Brontekst:

Momenteel hebben burgers en bedrijven van de Unie die een in de Unie gegeven vonnis willen laten erkennen en ten uitvoer leggen in een land buiten de Unie, te maken met juridische versnippering, omdat er tot dusver geen integraal internationaal kader bestaat voor de erkenning en tenuitvoerlegging van buitenlandse vonnissen in burgerlijke en handelszaken. Door de toenemende internationale handels- en investeringsstromen zijn de juridische risico’s voor burgers en bedrijven van de Unie nog groter geworden.

 

(5)

Die situatie moet derhalve aangepakt worden door een voorspelbaar systeem van grensoverschrijdende erkenning en tenuitvoerlegging van vonnissen in burgerlijke of handelszaken in te voeren. Die doelstellingen kunnen alleen bereikt worden via een stelsel van wederzijdse erkenning en tenuitvoerlegging van vonnissen tussen staten, zoals het stelsel dat in het verdrag is neergelegd. Tegelijkertijd zou het verdrag de erkenning en tenuitvoerlegging van in derde landen gegeven vonnissen in de Unie alleen toestaan als de grondbeginselen van het Unierecht geëerbiedigd worden.

 

(6)

Gegeven informatie:
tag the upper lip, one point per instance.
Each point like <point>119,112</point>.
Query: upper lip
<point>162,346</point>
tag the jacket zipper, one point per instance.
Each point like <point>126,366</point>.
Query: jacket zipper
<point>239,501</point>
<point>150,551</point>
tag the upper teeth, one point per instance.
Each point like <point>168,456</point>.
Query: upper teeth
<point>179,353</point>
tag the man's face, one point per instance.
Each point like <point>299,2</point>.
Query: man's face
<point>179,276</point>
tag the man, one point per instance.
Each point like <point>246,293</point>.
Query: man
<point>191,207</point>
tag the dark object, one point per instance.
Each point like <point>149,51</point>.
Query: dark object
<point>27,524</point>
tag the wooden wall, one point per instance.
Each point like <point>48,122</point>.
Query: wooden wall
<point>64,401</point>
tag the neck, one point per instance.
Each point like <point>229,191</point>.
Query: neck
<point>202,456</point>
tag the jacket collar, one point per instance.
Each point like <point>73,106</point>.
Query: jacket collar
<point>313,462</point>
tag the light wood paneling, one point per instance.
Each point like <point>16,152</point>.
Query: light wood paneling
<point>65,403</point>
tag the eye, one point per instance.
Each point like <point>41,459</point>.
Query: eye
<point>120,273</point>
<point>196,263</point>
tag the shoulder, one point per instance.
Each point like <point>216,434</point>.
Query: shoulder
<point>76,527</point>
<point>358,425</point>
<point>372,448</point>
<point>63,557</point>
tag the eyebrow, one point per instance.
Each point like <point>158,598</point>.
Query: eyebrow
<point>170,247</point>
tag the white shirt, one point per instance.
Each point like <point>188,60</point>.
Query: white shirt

Opdracht 1: Bewerk de brontekst over buitenlandse vonnissen: geef het gedeelte dat begint met de woorden "Momenteel hebben burgers" en eindigt met "nog groter geworden." opnieuw weer, met "juridische versnippering" vervangen door "juridische fragmentatie".
Opdracht 2: Pak de brontekst over buitenlandse vonnissen op na de laatste zin en schrijf die verder.

Antwoord 1:
Momenteel hebben burgers en bedrijven van de Unie die een in de Unie gegeven vonnis willen laten erkennen en ten uitvoer leggen in een land buiten de Unie, te maken met juridische fragmentatie, omdat er tot dusver geen integraal internationaal kader bestaat voor de erkenning en tenuitvoerlegging van buitenlandse vonnissen in burgerlijke en handelszaken. Door de toenemende internationale handels- en investeringsstromen zijn de juridische risico’s voor burgers en bedrijven van de Unie nog groter geworden.

Antwoord 2:
Op grond van artikel 26 van het verdrag kunnen regionale organisaties voor economische integratie die bevoegd zijn voor sommige of alle in het verdrag geregelde aangelegenheden, zoals de Unie, het verdrag ondertekenen, aanvaarden, goedkeuren of ertoe toetreden.

 

(7)

Op grond van artikel 3, lid 2, van het Verdrag betreffende de werking van de Europese Unie (VWEU) is de Unie exclusief bevoegd een internationale overeenkomst te sluiten voor zover de sluiting ervan gevolgen kan hebben voor gemeenschappelijke regels of de strekking daarvan kan wijzigen. Het verdrag heeft gevolgen voor de wetgeving van de Unie, met name voor Verordening (EU) nr. 1215/2012 van het Europees Parlement en de Raad (2). Bijgevolg is de Unie exclusief bevoegd ter zake van alle aangelegenheden die in het verdrag geregeld worden.

 

(8)

Op grond van artikel 24, lid 3, en artikel 28 van het verdrag kan toetreding tot het verdrag plaatsvinden vóór de inwerkingtreding ervan.

 

(9)

De Unie moet derhalve toetreden tot het verdrag.

 

(10)

Bij toetreding tot het verdrag moet de Unie overeenkomstig artikel 27 van het verdrag verklaren dat zij de bevoegdheid uitoefent ter zake van alle in het verdrag geregelde aangelegenheden. Het verdrag zou bijgevolg bindend zijn voor de lidstaten door de toetreding van de Unie tot het verdrag.

 

(11)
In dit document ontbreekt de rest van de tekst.